Excerpted data ▸

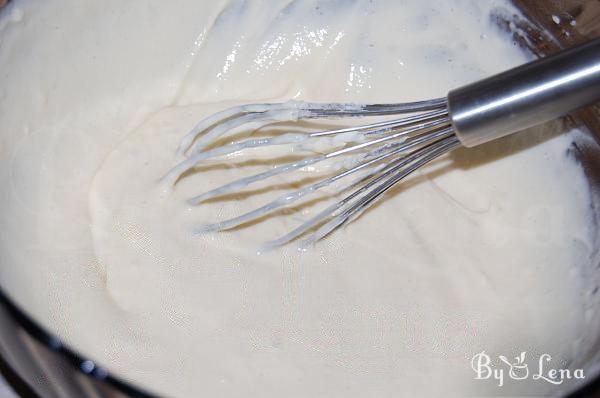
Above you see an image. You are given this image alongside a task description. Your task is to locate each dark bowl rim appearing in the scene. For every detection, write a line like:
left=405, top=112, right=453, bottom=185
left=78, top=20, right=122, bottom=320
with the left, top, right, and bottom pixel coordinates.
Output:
left=0, top=287, right=600, bottom=398
left=0, top=0, right=600, bottom=398
left=0, top=288, right=161, bottom=398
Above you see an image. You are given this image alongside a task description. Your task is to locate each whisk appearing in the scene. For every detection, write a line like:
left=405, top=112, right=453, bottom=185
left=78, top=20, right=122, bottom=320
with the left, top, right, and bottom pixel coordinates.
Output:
left=165, top=40, right=600, bottom=250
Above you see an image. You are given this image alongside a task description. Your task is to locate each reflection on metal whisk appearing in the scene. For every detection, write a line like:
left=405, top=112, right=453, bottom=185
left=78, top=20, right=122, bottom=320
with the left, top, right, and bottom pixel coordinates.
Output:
left=165, top=40, right=600, bottom=249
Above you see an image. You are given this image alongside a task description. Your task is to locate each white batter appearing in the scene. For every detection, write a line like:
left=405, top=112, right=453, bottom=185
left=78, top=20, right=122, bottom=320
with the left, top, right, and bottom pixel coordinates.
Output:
left=0, top=0, right=600, bottom=397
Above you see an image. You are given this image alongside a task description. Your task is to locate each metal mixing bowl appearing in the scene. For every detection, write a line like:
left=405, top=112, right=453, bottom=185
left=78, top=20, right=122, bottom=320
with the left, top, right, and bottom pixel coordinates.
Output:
left=0, top=0, right=600, bottom=398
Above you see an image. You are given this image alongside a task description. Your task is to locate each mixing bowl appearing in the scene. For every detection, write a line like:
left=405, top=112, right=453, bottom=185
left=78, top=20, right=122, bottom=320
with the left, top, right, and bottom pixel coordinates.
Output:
left=0, top=0, right=600, bottom=398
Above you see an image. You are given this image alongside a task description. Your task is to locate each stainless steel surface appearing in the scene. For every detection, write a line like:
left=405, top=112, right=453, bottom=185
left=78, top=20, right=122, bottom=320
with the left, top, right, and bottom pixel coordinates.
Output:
left=0, top=0, right=600, bottom=398
left=169, top=39, right=600, bottom=246
left=448, top=39, right=600, bottom=147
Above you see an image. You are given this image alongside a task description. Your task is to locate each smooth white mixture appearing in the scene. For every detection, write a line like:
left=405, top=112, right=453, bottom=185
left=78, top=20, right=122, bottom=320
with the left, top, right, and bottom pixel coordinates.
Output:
left=0, top=0, right=600, bottom=397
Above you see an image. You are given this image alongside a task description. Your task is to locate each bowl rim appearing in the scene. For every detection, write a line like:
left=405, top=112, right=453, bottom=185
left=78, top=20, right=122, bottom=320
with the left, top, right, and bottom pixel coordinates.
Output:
left=0, top=287, right=600, bottom=398
left=0, top=0, right=600, bottom=398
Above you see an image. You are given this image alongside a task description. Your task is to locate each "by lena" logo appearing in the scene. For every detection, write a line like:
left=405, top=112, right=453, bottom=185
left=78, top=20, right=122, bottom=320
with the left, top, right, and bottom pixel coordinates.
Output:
left=471, top=351, right=585, bottom=387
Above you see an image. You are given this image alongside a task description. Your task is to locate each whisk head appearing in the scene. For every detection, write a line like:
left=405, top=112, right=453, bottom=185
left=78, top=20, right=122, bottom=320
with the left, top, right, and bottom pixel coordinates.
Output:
left=164, top=98, right=460, bottom=250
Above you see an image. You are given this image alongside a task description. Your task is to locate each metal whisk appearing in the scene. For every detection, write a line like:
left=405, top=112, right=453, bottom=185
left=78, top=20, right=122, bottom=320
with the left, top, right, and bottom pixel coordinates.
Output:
left=165, top=40, right=600, bottom=249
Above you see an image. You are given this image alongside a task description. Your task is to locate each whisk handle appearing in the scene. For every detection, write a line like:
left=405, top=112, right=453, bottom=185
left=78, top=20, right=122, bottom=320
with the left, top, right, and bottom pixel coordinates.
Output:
left=448, top=39, right=600, bottom=147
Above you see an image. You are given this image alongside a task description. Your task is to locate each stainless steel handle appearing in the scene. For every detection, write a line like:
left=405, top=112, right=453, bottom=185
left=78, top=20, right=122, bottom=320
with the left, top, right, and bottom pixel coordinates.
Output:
left=448, top=39, right=600, bottom=147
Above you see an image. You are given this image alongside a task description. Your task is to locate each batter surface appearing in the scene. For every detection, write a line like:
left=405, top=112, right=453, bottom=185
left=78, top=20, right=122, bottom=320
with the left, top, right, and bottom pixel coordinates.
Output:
left=0, top=0, right=600, bottom=397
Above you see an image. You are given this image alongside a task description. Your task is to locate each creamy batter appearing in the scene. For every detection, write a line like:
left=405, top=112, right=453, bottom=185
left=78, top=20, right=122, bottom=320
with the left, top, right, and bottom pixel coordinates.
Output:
left=0, top=0, right=600, bottom=397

Exercise task ▸ Reproduce every one of the records above word for word, omitting the pictures.

Answer ▸
Above you see an image. You are given this image alongside a task description. Your task is to locate each dark bowl rim appearing in the scene. For every detection, write a line like:
left=405, top=112, right=453, bottom=185
left=78, top=20, right=122, bottom=320
with the left, top, right, and bottom pixel coordinates.
Output:
left=0, top=287, right=600, bottom=398
left=0, top=0, right=600, bottom=398
left=0, top=288, right=161, bottom=398
Above you see an image. You are given this image alongside a task description. Your task is to locate each whisk appearing in the scene. For every detection, write a line like:
left=405, top=112, right=453, bottom=185
left=78, top=20, right=122, bottom=320
with the left, top, right, and bottom pixel coordinates.
Output:
left=165, top=40, right=600, bottom=250
Above you see an image. You are given this image alongside a task description. Your task is to locate each reflection on metal whisk appearing in the scene. For every detection, write a line like:
left=405, top=112, right=453, bottom=185
left=78, top=20, right=122, bottom=320
with the left, top, right, and bottom pixel coordinates.
Output:
left=165, top=40, right=600, bottom=249
Above you see an image. You are given this image alongside a task description. Your task is to locate each white batter appearing in the scene. For every detection, write a line like:
left=405, top=112, right=453, bottom=185
left=78, top=20, right=122, bottom=320
with the left, top, right, and bottom pixel coordinates.
Output:
left=0, top=0, right=600, bottom=397
Above you see an image. You are given this image alongside a task description. Your task is to locate each metal mixing bowl appearing in the scene. For every detection, write a line like:
left=405, top=112, right=453, bottom=185
left=78, top=20, right=122, bottom=320
with the left, top, right, and bottom pixel coordinates.
Output:
left=0, top=0, right=600, bottom=398
Above you see an image. You are given this image alongside a task description. Your task is to locate each mixing bowl appearing in the scene. For every detection, write a line like:
left=405, top=112, right=453, bottom=185
left=78, top=20, right=122, bottom=320
with the left, top, right, and bottom pixel coordinates.
Output:
left=0, top=0, right=600, bottom=398
Above you see an image. You are given this image alongside a task description. Your task is to locate each stainless steel surface appearing in the scene. For every detection, write a line like:
left=405, top=112, right=453, bottom=185
left=78, top=20, right=122, bottom=320
with the left, top, right, and bottom pixel coordinates.
Output:
left=0, top=0, right=600, bottom=398
left=169, top=39, right=600, bottom=246
left=448, top=39, right=600, bottom=147
Above you see an image. You are given this image alongside a task description. Your task is to locate each smooth white mixture appearing in the scene. For every detection, write a line like:
left=405, top=112, right=453, bottom=185
left=78, top=20, right=122, bottom=320
with the left, top, right, and bottom pixel coordinates.
Output:
left=0, top=0, right=600, bottom=397
Above you see an image. You are given this image alongside a task description. Your task is to locate each bowl rim appearing in the scene. For every detection, write a line like:
left=405, top=112, right=453, bottom=185
left=78, top=20, right=122, bottom=320
with the left, top, right, and bottom pixel coordinates.
Output:
left=0, top=287, right=600, bottom=398
left=0, top=0, right=600, bottom=398
Above you see an image. You are given this image alongside a task description. Your task is to locate each "by lena" logo appearing in the scene. For every detection, write a line like:
left=405, top=112, right=453, bottom=185
left=78, top=20, right=122, bottom=320
with the left, top, right, and bottom pixel coordinates.
Output:
left=471, top=351, right=585, bottom=387
Above you see an image. You are given this image alongside a task description. Your task is to locate each whisk head appearing in the scene. For every detection, write a line like:
left=405, top=112, right=453, bottom=185
left=78, top=20, right=122, bottom=320
with the left, top, right, and bottom pixel coordinates.
Output:
left=164, top=98, right=460, bottom=250
Above you see an image. You are given this image alongside a task description. Your task is to locate each metal whisk appearing in the scene. For every detection, write a line like:
left=405, top=112, right=453, bottom=185
left=78, top=20, right=122, bottom=320
with the left, top, right, and bottom pixel coordinates.
Output:
left=165, top=40, right=600, bottom=249
Above you see an image. You are given this image alongside a task description. Your task is to locate each whisk handle appearing in the scene. For every detection, write a line like:
left=405, top=112, right=453, bottom=185
left=78, top=20, right=122, bottom=320
with the left, top, right, and bottom pixel coordinates.
Output:
left=448, top=39, right=600, bottom=147
Above you see an image. You are given this image alongside a task description. Your task is to locate each stainless steel handle appearing in the scene. For every detection, write a line like:
left=405, top=112, right=453, bottom=185
left=78, top=20, right=122, bottom=320
with the left, top, right, and bottom pixel coordinates.
Output:
left=448, top=39, right=600, bottom=147
Above you see an image. You are given this image alongside a task description. Your task is to locate each batter surface appearing in the scene. For every detection, write a line like:
left=405, top=112, right=453, bottom=185
left=78, top=20, right=122, bottom=320
with the left, top, right, and bottom pixel coordinates.
Output:
left=0, top=0, right=600, bottom=397
Above you see an image. You are given this image alongside a task description. Your task is to locate each creamy batter appearing in the scene. For every detection, write a line like:
left=405, top=112, right=453, bottom=185
left=78, top=20, right=122, bottom=320
with the left, top, right, and bottom pixel coordinates.
Output:
left=0, top=0, right=600, bottom=397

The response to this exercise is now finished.